━━━ LISTING ━━━

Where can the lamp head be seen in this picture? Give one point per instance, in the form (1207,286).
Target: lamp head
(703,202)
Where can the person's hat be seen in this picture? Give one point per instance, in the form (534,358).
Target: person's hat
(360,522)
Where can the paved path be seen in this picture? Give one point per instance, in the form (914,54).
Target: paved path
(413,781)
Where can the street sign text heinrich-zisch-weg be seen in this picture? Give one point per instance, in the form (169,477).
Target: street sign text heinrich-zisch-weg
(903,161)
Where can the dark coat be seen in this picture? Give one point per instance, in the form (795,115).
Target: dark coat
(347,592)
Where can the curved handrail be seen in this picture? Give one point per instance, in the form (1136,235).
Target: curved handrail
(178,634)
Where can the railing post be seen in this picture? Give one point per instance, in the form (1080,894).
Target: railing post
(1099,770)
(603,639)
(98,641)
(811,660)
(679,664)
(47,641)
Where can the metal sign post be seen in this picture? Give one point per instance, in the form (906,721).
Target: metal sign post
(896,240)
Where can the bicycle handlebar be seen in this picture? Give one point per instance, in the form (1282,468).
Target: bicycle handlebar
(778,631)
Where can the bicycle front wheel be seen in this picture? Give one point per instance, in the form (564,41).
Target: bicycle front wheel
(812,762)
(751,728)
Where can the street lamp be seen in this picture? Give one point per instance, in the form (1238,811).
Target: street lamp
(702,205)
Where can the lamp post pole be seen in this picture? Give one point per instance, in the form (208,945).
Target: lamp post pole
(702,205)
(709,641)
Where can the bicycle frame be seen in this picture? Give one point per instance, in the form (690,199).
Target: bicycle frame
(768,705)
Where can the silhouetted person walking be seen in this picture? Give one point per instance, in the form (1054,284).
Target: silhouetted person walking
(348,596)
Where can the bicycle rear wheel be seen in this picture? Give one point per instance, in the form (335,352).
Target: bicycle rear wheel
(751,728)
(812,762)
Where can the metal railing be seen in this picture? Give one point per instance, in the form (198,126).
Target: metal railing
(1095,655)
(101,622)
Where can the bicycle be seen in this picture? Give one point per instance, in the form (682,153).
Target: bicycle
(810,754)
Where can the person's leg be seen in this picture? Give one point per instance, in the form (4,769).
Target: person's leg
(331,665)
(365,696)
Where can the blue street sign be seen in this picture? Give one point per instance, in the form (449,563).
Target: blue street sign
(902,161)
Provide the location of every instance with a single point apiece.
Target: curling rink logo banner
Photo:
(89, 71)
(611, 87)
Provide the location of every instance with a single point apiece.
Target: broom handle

━━━

● **SHORT TASK**
Reproduce the records word for word, starting with the line that contains "Where can the person's leg" and continuing through the end of the records.

● **RESULT BELOW**
Where can the person's leg be seen in this picture? Give one point per instance, in the form (4,769).
Target: person's leg
(331,665)
(365,696)
Where can the blue street sign be seen in this picture? Give one point per instance, in the form (449,563).
Target: blue street sign
(902,161)
Provide the location of every instance with a single point apiece.
Target: curling rink logo banner
Photo:
(89, 71)
(611, 87)
Provide the location of every instance with a single point apiece.
Target: broom handle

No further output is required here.